• [TASKS]:
A) According to the article on the sugar-sweetened beverage tax training, how many Nigerians are currently living with diabetes?
B) Write a continuation of the article on the sugar-sweetened beverage tax training, picking up right after its final sentence.

• [EXTRACTED TEXT]:
---*---

The CAPPA made the call yesterday during the “Journalism Training on Effective SSB Tax and Industry Monitoring” thay was held in Ikeja, Lagos State.
The Executive Director of CAPPA, Akinbode Oluwafemi, said that studies have shown that close to 30 per cent of annual deaths in Nigeria were due to Non-Communicable Diseases (NCDs), which are primarily linked to unhealthy diets, particularly the consumption of sugar-sweetened beverages (SSBs), also known as “soft drinks”.
Oluwafemi said: “The high rates of obesity, diabetes, hypertension, and other cardiovascular diseases highlight a health crisis in Nigeria, with over 11 million Nigerians currently living with diabetes.
“Nigeria’s status as the fourth-largest consumer of soft drinks globally is concerning and is a looming health epidemic if not addressed promptly.
“The adverse effects of these preventable diseases on productivity, revenue loss, and human lives underscore the urgency for effective policy solutions.”
The Research Officer, Centre for the Study of the Economies of Africa (CSEA), Mr. Fidelis Obaniyi, in his paper titled “SSBs and Economic Impact on Household: Cost of Disease and Effective Taxation,” said that higher taxes on unhealthy products like SSBs would reduces their consumption shifts consumption towards healthier options, thereby reducing long-term healthcare costs.
Obaniyi identified excise tax aimed at reducing consumption of harmful products as one of effective SSB Tax.
He said: “It has been implemented by over 100 governments globally, including Mexico, California (USA), South Africa, Nigeria (tax of N10 per litre in 2021), etc., to combat health issues like obesity and diabetes and increase government revenue.
“Studies suggest that SSB taxes can effectively improve public health by reducing consumption, encouraging healthier beverage choices, and potentially generating revenue for health promotion initiatives.
“For instance, in South Africa, a 20 per cent tax on SSBs was predicted to avert 8,000 type 2 diabetes-related premature deaths over 20 years.
“A 20 per cent tax on SSBs was predicted to reduce obesity prevalence by more than 3 per cent in men and more than 2.0 per cent in women.
“We observe that the per capita consumption of SSBs is expected to decrease by 30 per cent for males and 9.0 per cent for females due to the tax induced increase in the retail price.”
He projected an annual decrease of 29 per cent for aggregate consumption of SSBs in Nigeria following a practical implementation of the SSB Tax
“The results of the tax simulation show that the excise tax revenue is projected to increase by about 972 per cent, amounting to N729 billion.

---*---

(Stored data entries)
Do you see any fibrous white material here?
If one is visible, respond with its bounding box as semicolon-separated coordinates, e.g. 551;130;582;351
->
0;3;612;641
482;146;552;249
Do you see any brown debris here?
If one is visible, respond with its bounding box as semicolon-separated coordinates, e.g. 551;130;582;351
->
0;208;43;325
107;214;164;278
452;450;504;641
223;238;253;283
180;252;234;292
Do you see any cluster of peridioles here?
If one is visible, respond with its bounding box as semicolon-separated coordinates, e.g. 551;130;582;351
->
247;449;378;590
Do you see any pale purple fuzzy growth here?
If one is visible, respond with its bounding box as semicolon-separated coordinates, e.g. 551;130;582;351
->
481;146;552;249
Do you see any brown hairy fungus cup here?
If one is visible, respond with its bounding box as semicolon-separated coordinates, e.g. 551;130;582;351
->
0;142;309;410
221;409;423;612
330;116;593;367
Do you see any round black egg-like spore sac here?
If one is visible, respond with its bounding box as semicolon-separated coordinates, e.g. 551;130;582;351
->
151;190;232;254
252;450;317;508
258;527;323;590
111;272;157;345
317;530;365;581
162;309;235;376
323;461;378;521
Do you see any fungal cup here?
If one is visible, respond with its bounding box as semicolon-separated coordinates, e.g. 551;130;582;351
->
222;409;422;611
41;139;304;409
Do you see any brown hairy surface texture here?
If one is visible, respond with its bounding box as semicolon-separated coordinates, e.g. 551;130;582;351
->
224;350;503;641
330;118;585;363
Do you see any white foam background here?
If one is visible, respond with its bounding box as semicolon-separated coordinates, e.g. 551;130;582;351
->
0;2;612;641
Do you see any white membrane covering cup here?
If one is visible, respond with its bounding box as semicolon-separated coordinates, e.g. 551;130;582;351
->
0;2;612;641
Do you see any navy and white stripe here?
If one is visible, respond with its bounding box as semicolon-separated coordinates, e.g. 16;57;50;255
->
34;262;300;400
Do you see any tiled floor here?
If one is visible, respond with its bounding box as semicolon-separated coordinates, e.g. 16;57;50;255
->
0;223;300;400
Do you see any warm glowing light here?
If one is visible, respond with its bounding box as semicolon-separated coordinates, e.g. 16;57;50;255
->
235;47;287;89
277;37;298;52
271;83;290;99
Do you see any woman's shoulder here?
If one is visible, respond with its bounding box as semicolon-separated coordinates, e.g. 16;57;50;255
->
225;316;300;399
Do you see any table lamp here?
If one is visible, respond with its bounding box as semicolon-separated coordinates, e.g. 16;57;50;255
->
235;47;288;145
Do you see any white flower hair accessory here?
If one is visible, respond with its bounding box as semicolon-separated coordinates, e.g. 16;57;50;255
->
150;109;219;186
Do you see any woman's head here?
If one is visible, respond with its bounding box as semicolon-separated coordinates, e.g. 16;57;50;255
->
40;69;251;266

---*---

• [ANSWERS BY ITEM NUMBER]:
A) Over 11 million Nigerians are currently living with diabetes.

B)
“Such fiscal revenue could be earmarked for improving Nigeria’s health system.
To mitigate the economic and health impacts of unhealthy food, Nigeria should increase and enforce an SSB tax, promote public awareness about the health risks associated with SSB consumption, use tax revenues to support healthcare and disease prevention programs.
“The economic impacts of unhealthy food are profound, including direct healthcare costs and broader societal implications.
“An SSB tax is a viable policy intervention that can improve public health, reduce healthcare costs, and generate revenue for further health initiatives.
“While the tax of N10 per litre on SSB in Nigeria is a good beginning, the tax rate must be improved to have a significant fiscal and health impact,” Obaniyi said.
The SSB Tax Project Officer, CAPPA, Ms. Opeyemi Ibitoye, said: “Global recommendation on SSB Tax is at least 20 per cent increase in the final retail price in order to significantly reduce habitual consumption.
“What we are saying is that government should focus on health on health and not on commercial profits.”
A Public Health Consultant, University College Hospital, University of Ibadan, Dr. Francis Fagbule, in his paper titled “Sugar-sweetened Beverages and Non-Communicable Diseases Burden in Nigeria,” emphasised preventive measures because of the expensive nature of managing and curing non-communicable diseases.
Fagbule said: “A group of conditions that are not mainly caused by an acute infection, result in long-term health consequences and often create a need for long-term treatment and care.
“Evidence shows a growing burden of NCDs facing Nigerians.”